◆ **Problems to solve**:
- 1) In the text on Pharmacy Benefit Manager reform, what do PBMs manage?
- 2) Continue the text on Pharmacy Benefit Manager reform from where it stops.

◆ **Source text**:
★ ★ ★ ★ ★

Here in Washington and among investors, the big question is, will the lame-duck Congress take action on Pharmacy Benefit Manager (PBM) reform? The chances are better than some people think.

In the coming days and weeks, Congress has an opportunity to pass meaningful PBM reforms that directly benefit seniors and patients. If that happens, it will be an example of unexpected bipartisanship after a bitter campaign and will provide needed momentum that Team Trump and the GOP majorities can build on in 2025.

For the uninitiated, the topic of drug pricing can be mind-bending – a dark labyrinth that makes one wonder how such a significant part of the U.S. economy can be so lacking in transparency and drivers that keep prices high over time.

PBMs, or insurance middlemen, manage the drug benefits for virtually all U.S. health insurance plans. While they can play an important role in negotiating prices with drug manufacturers and negotiating benefits with health plans, the current system creates perverse incentives that allow PBMs to essentially dictate which drugs are approved based on how much money they can make on them.

One would expect the system to incentivize PBMs to approve the most effective drugs at the lowest cost, not the opposite. Unfortunately, PBMs and their insurance company owners benefit when patients and their employers pay more for drugs.

Don’t just take my word for it – look at the FTC’s own report: “Pharmacy Benefit Managers: The Powerful Middlemen Inflating Drug Costs and Squeezing Main Street Pharmacies.”

★ ★ ★ ★ ★

◆ **Material shown**:
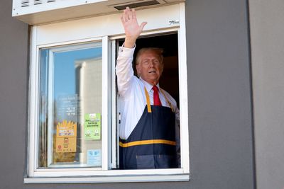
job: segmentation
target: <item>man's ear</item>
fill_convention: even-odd
[[[137,72],[137,75],[138,76],[140,76],[140,67],[139,67],[139,64],[136,64],[136,72]]]

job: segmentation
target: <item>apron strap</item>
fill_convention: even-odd
[[[152,113],[152,110],[151,108],[149,94],[148,93],[146,86],[144,86],[144,91],[145,91],[145,95],[146,96],[148,113]]]
[[[148,109],[148,113],[152,113],[152,110],[151,108],[151,103],[150,103],[150,98],[149,98],[149,93],[147,91],[146,87],[144,86],[144,91],[145,91],[145,95],[146,96],[146,101],[147,101],[147,109]],[[165,92],[163,91],[163,89],[162,89],[161,88],[160,88],[160,91],[163,93],[163,95],[165,97],[165,101],[167,101],[167,103],[168,104],[168,105],[170,107],[170,108],[172,109],[172,111],[173,113],[175,113],[173,108],[173,105],[171,103],[170,103],[170,101],[168,100],[168,98],[165,96]]]

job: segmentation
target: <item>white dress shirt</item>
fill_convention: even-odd
[[[117,86],[119,93],[118,109],[120,113],[119,137],[126,139],[132,132],[141,117],[147,104],[144,86],[149,93],[151,104],[153,105],[153,86],[141,78],[134,76],[132,68],[133,55],[134,48],[119,47],[116,62],[116,72],[117,76]],[[163,106],[170,107],[160,90],[159,84],[159,97]],[[176,139],[179,143],[179,122],[180,111],[175,99],[165,91],[164,94],[168,101],[172,104],[175,113]]]

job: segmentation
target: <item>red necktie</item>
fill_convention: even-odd
[[[162,105],[159,98],[159,89],[156,86],[153,86],[152,89],[154,91],[154,105]]]

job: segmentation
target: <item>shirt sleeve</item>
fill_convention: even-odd
[[[133,48],[120,47],[116,60],[116,74],[119,95],[124,97],[126,91],[131,87],[131,79],[134,76],[132,68]]]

★ ★ ★ ★ ★

◆ **Outputs by task**:
- 1) The drug benefits for virtually all U.S. health insurance plans.

- 2)
The FTC pointedly said that it released the damning report in spite of the delaying tactics and non-responsiveness of PBMs themselves. One portion was especially notable: “Evidence suggests that increased concentration may give the leading PBMs the leverage to enter into complex and opaque contractual relationships that may disadvantage smaller, unaffiliated pharmacies and the patients they serve.”

Former Louisiana Gov. Bobby Jindal and Charlie Katebi of the America First Policy Institute recently explored this FTC report and put a spotlight on the consequences of these perverse incentives: “Regarding insulin, the agency alleged that PBMs chose to cover brand-name insulin drugs with higher list prices because they offer higher rebate payments in exchange for these rebate payments, these middlemen excluded less expensive insulin products from their coverage.”

In addition, Steve Anderson, CEO of the National Association of Chain Drug Stores, recently said that, “Congress already has done the hard work to develop and to forge bipartisan consensus on how to reform the tactics of market-dominant pharmaceutical middlemen—PBMs. More than two-thirds of voters agree—Congress should consider PBM reform to be ‘must-pass legislation’ before concluding work in 2024.”

There are two important Senate bills pending in Congress, S. 2973 and S. 3430, that would fix this problem. In short, these bills would demand full transparency in all PBM pricing and rebate practices, delink PBM compensation from drug prices to remove incentives for higher costs and mandate the sharing of negotiated savings directly with patients at the pharmacy counter.

I’m optimistic about the possibility of accomplishing meaningful reform for two reasons. First, a little-known and complicated area has become better understood by the American people, and second, this is a strongly bipartisan effort that links up with the core part of the previous Trump administration’s Blueprint to Lower Drug Prices.

When Washington Redskins legendary head coach George Allen came to D.C. in 1971, he famously said, “The future is now.” His philosophy was – let’s win now – we shouldn’t put off to the future what we can accomplish in the present.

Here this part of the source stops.